══ GIVEN TEXT

The act of Congress of February 24, 1871, (Stat. L., vol. 16, page 430,) provided for the disposal of certain useless military reservations therein mentioned, viz: Forts Lane, in Oregon; Walla Walla, in Washington Territory; Zarah, in Kansas; Camp McGarry, in Nevada; Fort Sumner, in the Territory of New Mexico; Forts Jesup and Sabine, in Louisiana; Forts Wayne and Smith, in Arkansas; such portion of Fort Abercrombie reservation, in Minnesota, as lies east of the Red River of the North, and such portion of the reservation at Fort Bridger, in the Territory of Wyoming, as may no longer be required for military purposes.

In accordance with the provisions of said act, the lands covered by the reservations at Fort Lane, in Oregon, Fort Zarah, in Kansas, and Fort Jesup, in Louisiana, have been offered at public sale, with no bidders in the case of Fort Lane, and the sale of a few tracts in the case of Fort Zarah and Fort Jesup. The tracts not disposed of at the public sales, thereafter became subject to private entry at the appraised price, under the terms of the act.

Fort Walla Walla has been transferred back to the custody of the War Department, as being still required for military purposes. In the case of the other reservations mentioned in said act, except the three offered at public sale as above stated, further action of Congress is deemed necessary for the proper disposal of them, and the recommendations made in connection therewith, on pages 40, 41, and 42 of my last annual report, are respectfully renewed.

SAC AND FOX AND OTTOE AND MISSOURIA INDIAN RESERVATIONS IN KANSAS AND NEBRASKA.

════
══ RAW DATA

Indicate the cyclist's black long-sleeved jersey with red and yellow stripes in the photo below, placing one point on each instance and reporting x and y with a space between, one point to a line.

════

*WORK REQUEST 1:* List every military reservation that the report on disposing of military reservations says was offered at public sale, with the state where each lies.
*WORK REQUEST 2:* Reproduce the passage of the report on military reservations between "In accordance with" and "of the act.", inclusive.

*TASK ANSWER 1:*
- Fort Lane, in Oregon
- Fort Zarah, in Kansas
- Fort Jesup, in Louisiana

*TASK ANSWER 2:*
In accordance with the provisions of said act, the lands covered by the reservations at Fort Lane, in Oregon, Fort Zarah, in Kansas, and Fort Jesup, in Louisiana, have been offered at public sale, with no bidders in the case of Fort Lane, and the sale of a few tracts in the case of Fort Zarah and Fort Jesup. The tracts not disposed of at the public sales, thereafter became subject to private entry at the appraised price, under the terms of the act.